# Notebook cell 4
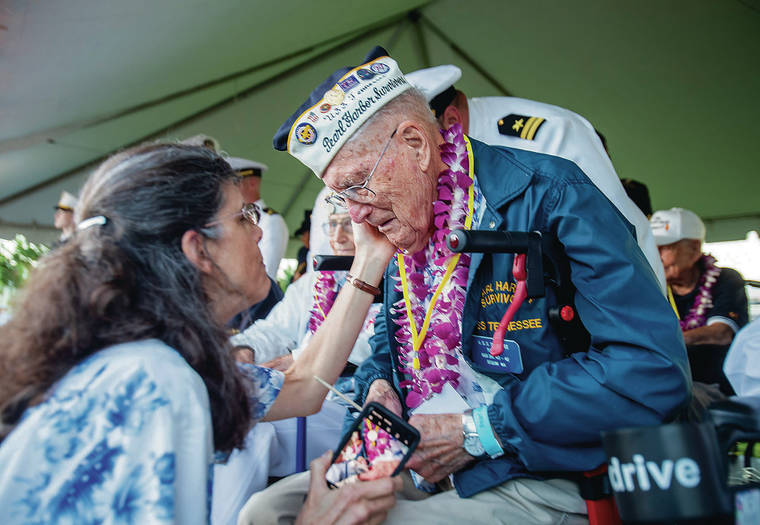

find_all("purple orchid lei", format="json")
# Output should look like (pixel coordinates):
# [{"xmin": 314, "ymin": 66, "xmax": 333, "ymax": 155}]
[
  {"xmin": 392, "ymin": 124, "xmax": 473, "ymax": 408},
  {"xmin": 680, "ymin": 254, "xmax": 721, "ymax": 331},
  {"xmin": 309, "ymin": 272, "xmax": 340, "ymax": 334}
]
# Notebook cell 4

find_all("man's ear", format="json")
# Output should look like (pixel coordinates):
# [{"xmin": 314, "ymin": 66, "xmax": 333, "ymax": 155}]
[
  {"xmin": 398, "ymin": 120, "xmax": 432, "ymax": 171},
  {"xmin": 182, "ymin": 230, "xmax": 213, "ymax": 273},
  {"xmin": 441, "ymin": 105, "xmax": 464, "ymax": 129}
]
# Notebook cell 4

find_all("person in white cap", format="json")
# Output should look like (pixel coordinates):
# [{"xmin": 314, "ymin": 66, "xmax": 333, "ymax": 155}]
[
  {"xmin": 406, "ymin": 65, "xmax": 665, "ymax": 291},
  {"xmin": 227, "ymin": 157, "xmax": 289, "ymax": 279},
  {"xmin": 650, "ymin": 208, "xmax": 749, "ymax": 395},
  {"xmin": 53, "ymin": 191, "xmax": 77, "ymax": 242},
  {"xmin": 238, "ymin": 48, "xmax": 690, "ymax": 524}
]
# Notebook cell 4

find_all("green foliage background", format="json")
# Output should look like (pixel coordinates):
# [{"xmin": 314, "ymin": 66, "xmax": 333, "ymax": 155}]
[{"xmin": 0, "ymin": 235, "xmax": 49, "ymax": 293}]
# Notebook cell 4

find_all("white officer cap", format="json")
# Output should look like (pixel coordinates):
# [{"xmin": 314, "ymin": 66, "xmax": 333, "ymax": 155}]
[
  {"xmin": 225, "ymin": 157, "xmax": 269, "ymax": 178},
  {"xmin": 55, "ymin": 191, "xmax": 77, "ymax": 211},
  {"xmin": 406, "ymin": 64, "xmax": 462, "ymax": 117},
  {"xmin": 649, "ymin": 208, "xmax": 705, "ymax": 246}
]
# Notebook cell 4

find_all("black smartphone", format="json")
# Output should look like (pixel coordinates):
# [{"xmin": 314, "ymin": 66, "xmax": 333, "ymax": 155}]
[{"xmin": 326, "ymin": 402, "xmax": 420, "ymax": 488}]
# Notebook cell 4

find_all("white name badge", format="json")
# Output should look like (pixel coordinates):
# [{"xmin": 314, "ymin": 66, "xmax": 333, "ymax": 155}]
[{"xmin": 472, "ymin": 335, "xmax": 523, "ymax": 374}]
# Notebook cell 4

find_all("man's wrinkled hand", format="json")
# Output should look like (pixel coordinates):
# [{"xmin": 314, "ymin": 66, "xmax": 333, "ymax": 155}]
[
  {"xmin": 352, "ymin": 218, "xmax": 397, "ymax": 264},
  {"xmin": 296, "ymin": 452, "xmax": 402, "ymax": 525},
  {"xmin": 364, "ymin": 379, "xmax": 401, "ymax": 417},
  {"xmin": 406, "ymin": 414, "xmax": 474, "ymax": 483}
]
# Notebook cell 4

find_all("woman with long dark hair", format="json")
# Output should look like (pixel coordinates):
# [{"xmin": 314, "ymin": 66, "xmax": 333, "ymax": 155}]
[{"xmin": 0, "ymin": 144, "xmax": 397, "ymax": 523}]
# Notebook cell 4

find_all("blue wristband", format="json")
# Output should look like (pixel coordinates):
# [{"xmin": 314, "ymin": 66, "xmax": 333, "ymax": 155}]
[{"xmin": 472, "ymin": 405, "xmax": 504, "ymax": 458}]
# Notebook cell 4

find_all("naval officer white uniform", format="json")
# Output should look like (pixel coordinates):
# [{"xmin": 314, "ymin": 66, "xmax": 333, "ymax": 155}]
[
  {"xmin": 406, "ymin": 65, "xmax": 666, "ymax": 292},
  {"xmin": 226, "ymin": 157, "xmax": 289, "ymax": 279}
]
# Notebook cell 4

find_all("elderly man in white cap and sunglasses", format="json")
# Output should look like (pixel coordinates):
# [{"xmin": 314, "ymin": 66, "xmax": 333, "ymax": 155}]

......

_VOTRE OBJECTIF_. Extrayez du matériel ci-dessus chaque ligne qui contient la chaîne « format », en tenant compte de la casse.

_RÉSULTAT DE L'EXERCICE_.
find_all("purple orchid lei", format="json")
find_all("man's ear", format="json")
find_all("person in white cap", format="json")
find_all("green foliage background", format="json")
find_all("white officer cap", format="json")
find_all("black smartphone", format="json")
find_all("white name badge", format="json")
find_all("man's wrinkled hand", format="json")
find_all("woman with long dark hair", format="json")
find_all("blue wristband", format="json")
find_all("naval officer white uniform", format="json")
find_all("elderly man in white cap and sunglasses", format="json")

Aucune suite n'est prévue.